**EXERCISE PROMPT**
Turn the lines from the one containing "Outline person's right" through the one containing "[[197, 448, 255, 472], [692, 477, 739, 502]]", inclusive, into a Markdown table with the columns Row and Line, leaving out any blank lines.

------ PROVIDED ENTRIES

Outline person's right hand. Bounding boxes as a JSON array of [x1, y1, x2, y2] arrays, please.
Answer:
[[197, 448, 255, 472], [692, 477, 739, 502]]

------------
------ PROVIDED ENTRIES

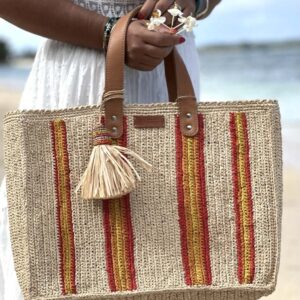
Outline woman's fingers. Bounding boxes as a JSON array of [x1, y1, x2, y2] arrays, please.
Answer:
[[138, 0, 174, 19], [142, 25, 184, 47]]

------------
------ PROVIDED ENTRIES

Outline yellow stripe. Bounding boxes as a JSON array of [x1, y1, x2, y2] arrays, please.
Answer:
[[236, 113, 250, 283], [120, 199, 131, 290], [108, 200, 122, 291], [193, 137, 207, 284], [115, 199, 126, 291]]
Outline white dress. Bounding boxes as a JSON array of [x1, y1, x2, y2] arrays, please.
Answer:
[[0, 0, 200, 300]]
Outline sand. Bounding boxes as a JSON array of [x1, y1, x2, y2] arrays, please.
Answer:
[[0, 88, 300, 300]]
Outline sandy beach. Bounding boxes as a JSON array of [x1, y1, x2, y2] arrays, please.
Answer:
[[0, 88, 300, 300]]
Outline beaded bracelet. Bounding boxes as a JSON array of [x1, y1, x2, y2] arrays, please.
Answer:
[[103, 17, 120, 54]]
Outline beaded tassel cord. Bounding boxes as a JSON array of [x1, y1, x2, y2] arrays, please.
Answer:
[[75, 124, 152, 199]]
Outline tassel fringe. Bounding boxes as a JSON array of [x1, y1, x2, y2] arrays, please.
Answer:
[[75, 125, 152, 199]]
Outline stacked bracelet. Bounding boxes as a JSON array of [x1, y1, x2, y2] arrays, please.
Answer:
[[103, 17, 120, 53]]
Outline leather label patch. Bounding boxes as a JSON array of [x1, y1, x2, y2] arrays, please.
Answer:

------------

**FINAL RESULT**
| Row | Line |
|---|---|
| 1 | Outline person's right hand. Bounding boxes as a JSON array of [x1, y1, x2, y2] arrays, please. |
| 2 | Answer: |
| 3 | [[197, 448, 255, 472], [692, 477, 739, 502]] |